→ **What to do**
Take the line containing "For every instance of the red hatchback" and every line after it in the data below, and print them exactly as given, with nothing else.

→ **Supplied data**
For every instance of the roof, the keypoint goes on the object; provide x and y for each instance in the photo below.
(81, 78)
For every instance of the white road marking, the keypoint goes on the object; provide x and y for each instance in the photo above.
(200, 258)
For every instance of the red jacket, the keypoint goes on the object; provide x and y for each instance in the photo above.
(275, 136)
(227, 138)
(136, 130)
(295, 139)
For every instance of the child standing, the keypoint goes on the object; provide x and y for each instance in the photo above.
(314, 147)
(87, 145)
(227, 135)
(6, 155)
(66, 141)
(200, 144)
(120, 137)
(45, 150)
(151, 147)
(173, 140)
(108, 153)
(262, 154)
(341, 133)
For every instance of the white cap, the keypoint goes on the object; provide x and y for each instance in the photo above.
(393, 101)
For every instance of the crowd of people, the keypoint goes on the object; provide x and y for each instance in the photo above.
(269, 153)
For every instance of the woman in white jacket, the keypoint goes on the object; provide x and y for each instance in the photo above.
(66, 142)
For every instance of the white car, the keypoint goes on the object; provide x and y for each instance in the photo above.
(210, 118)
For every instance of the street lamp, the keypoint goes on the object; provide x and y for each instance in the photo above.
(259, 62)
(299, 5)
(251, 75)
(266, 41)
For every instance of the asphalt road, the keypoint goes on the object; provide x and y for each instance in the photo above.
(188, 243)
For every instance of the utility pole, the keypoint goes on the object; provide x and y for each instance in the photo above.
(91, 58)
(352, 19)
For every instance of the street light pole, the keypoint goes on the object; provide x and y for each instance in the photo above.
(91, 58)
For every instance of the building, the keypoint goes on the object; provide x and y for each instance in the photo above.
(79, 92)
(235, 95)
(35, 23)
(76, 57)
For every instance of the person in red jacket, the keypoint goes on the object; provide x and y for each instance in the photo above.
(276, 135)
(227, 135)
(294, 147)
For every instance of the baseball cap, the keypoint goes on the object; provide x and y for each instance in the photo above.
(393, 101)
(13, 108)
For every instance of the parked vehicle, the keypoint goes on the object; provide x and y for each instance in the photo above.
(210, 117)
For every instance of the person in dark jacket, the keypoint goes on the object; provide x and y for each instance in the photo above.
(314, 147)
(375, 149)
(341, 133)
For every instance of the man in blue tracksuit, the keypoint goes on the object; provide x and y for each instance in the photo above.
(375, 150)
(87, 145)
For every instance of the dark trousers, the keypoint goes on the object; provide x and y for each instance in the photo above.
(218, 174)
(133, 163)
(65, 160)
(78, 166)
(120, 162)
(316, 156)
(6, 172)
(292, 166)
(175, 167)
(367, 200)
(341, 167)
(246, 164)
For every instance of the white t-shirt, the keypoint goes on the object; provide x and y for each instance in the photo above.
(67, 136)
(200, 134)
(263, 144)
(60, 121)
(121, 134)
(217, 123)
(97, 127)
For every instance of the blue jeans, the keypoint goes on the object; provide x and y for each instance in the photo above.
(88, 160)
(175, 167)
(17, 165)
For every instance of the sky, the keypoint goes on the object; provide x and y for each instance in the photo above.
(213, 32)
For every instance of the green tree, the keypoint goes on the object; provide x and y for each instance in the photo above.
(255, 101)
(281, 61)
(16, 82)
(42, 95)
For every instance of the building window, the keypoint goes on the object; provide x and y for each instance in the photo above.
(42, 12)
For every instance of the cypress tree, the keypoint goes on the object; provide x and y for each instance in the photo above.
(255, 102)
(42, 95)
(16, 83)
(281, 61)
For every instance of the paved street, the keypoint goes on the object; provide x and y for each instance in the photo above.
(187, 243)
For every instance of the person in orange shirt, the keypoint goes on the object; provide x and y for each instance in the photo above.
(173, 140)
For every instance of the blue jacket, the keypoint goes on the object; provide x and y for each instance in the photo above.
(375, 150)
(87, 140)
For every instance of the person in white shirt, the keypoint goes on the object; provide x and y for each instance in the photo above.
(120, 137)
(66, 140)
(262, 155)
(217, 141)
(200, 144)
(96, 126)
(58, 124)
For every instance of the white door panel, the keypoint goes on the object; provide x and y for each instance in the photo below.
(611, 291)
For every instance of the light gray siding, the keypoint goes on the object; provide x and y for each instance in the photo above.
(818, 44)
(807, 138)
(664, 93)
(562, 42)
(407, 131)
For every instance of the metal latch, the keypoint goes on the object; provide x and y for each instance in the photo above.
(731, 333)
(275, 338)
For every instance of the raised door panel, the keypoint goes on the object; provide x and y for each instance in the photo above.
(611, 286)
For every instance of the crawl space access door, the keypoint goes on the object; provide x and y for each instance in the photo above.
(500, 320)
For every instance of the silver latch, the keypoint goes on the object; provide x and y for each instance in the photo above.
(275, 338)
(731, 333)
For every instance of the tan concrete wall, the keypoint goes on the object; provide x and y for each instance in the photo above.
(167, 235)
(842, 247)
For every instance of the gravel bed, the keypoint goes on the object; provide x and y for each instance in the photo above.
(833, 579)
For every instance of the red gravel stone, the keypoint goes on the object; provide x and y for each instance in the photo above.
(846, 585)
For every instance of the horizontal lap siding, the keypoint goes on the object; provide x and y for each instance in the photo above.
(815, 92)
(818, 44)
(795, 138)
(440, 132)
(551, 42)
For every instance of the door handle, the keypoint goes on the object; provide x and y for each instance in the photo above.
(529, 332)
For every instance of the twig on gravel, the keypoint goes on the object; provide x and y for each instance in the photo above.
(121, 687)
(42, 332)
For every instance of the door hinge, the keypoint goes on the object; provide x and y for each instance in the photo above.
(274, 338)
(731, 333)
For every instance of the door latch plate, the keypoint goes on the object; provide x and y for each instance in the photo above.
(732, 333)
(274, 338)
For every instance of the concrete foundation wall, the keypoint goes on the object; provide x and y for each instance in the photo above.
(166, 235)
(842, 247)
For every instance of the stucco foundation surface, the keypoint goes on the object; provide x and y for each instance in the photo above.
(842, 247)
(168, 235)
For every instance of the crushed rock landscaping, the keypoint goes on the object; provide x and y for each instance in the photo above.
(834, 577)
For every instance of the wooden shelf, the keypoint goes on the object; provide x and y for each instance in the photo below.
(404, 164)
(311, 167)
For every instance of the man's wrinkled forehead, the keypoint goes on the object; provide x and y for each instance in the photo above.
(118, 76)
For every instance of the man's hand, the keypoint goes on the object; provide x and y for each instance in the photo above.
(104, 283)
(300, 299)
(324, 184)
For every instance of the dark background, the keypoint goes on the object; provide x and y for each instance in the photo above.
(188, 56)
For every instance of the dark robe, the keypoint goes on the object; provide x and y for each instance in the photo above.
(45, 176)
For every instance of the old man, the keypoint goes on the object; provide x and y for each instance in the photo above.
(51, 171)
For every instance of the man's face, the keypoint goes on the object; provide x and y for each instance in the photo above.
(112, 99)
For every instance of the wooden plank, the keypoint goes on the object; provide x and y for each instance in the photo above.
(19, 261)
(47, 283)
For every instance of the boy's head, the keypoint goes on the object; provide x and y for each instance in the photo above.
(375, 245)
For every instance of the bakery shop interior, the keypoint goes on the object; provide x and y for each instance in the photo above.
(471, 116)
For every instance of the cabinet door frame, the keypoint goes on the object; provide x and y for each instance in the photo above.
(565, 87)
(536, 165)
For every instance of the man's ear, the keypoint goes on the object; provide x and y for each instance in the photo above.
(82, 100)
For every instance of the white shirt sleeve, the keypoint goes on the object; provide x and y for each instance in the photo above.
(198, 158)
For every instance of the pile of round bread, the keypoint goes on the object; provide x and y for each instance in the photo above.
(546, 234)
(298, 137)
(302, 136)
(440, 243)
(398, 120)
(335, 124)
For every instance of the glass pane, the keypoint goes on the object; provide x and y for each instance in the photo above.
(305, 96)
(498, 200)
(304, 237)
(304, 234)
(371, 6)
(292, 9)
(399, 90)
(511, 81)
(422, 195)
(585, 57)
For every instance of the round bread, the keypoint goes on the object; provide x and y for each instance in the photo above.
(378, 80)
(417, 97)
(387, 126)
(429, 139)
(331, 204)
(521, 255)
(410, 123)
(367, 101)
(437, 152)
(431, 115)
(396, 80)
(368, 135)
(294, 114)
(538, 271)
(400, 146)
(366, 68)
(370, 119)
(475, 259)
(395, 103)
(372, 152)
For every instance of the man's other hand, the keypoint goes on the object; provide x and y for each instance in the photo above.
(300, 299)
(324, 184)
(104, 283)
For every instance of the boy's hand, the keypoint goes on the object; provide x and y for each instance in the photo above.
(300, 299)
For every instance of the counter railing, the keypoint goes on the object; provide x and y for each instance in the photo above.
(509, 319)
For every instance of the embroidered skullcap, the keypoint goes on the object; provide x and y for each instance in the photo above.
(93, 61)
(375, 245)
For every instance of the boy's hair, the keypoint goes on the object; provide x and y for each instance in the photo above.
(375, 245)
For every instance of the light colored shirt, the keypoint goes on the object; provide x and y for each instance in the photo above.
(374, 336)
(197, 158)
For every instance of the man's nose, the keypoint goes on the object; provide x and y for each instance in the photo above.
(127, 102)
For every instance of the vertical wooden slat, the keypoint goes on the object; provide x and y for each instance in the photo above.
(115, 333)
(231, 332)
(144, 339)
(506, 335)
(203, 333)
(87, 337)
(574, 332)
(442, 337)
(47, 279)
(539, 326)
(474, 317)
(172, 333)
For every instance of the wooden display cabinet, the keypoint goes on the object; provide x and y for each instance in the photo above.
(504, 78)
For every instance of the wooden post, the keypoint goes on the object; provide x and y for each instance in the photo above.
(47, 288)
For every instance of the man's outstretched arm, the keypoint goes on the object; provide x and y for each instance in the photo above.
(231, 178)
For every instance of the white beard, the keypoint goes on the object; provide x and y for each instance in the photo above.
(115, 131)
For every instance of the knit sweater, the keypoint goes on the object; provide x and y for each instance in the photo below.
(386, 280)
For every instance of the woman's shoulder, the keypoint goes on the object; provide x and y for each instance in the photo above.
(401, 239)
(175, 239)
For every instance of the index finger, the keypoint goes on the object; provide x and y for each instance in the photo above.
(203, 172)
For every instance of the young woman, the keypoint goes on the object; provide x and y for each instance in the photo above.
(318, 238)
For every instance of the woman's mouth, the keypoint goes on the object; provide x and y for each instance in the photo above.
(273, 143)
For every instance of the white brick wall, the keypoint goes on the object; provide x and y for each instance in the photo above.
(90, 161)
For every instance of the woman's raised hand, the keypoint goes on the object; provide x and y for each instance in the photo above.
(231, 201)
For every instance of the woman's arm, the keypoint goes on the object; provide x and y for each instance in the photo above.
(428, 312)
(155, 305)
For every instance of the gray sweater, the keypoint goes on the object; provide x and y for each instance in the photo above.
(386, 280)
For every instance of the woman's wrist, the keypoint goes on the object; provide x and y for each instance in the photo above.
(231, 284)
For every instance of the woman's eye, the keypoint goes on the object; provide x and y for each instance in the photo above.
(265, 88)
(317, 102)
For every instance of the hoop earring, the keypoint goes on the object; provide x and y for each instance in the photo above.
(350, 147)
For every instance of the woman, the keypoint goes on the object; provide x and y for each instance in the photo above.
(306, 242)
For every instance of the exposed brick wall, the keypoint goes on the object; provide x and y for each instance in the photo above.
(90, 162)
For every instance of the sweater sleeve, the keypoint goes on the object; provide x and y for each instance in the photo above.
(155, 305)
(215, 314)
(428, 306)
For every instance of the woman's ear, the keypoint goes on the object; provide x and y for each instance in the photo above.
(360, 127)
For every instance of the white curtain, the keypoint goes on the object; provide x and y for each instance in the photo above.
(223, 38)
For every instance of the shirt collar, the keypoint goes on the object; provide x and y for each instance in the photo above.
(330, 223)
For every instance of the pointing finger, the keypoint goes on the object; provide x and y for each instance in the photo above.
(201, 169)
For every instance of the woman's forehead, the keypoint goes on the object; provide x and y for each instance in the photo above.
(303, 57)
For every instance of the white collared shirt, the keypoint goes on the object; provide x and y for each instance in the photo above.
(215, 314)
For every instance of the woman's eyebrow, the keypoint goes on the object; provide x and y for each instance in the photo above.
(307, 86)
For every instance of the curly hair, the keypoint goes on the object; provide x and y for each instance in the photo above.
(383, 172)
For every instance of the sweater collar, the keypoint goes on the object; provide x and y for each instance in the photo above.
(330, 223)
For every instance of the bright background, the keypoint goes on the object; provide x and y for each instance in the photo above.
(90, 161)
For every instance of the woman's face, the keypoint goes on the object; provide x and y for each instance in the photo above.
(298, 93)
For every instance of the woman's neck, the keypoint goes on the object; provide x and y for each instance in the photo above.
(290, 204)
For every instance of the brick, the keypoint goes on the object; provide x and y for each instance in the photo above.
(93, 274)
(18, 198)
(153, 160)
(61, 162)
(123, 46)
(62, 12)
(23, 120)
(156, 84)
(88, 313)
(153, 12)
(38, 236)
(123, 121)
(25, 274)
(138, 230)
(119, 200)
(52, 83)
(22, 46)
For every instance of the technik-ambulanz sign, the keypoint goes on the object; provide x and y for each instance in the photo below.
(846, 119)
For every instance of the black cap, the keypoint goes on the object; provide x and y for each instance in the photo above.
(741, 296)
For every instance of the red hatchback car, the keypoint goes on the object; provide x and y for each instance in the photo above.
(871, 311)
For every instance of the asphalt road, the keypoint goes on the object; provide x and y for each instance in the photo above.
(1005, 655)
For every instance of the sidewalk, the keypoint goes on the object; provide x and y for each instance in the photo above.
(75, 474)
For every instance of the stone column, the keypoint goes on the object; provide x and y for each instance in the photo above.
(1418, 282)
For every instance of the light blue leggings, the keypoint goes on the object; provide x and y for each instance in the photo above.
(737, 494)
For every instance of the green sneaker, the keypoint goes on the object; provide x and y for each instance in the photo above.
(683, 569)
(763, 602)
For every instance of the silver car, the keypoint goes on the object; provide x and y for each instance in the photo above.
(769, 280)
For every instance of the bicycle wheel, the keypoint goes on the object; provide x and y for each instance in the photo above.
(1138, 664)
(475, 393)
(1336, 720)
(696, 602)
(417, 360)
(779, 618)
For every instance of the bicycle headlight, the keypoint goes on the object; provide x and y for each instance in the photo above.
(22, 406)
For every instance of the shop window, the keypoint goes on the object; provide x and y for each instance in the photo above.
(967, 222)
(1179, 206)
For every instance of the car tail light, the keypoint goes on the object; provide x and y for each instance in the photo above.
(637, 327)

→ **Task output**
For every instance of the red hatchback car, the keypoint goes on the object; provide x and y for each instance in the photo above.
(871, 311)
For every instance of the asphalt road, the keypoint goes on the object; provide x and y for each instance in the photo above.
(1005, 655)
For every instance of the sidewalk, the keypoint goes on the object; provide x and y for each instance in the photo above.
(75, 474)
For every instance of the stone column, the keypoint goes on the object; provide x and y for each instance in the photo above.
(1418, 282)
For every instance of the light blue leggings, the keypoint goes on the object; provide x and y for each instance in the photo above.
(737, 494)
For every instance of the green sneaker, the keypoint goes on the object; provide x and y for each instance in the photo above.
(683, 569)
(763, 602)
For every instance of the silver car, the keypoint goes on the object; provide x and y for each instance in the photo above.
(769, 280)
For every instance of the bicycle wheel, the keypoint goes on the object; provide x and y for each instance in the photo above.
(1138, 664)
(475, 393)
(1336, 720)
(696, 602)
(417, 360)
(779, 618)
For every instance of the bicycle headlight, the keypoint goes on the object; provide x and y for each instance in the photo above.
(22, 406)
For every instance of the shop window, the keypoint goes on the object; provide x and y for each instance in the photo above.
(967, 222)
(1179, 206)
For every instance of the car tail light, the keypoint goes on the object; provide x and y for each instance in the photo above.
(637, 327)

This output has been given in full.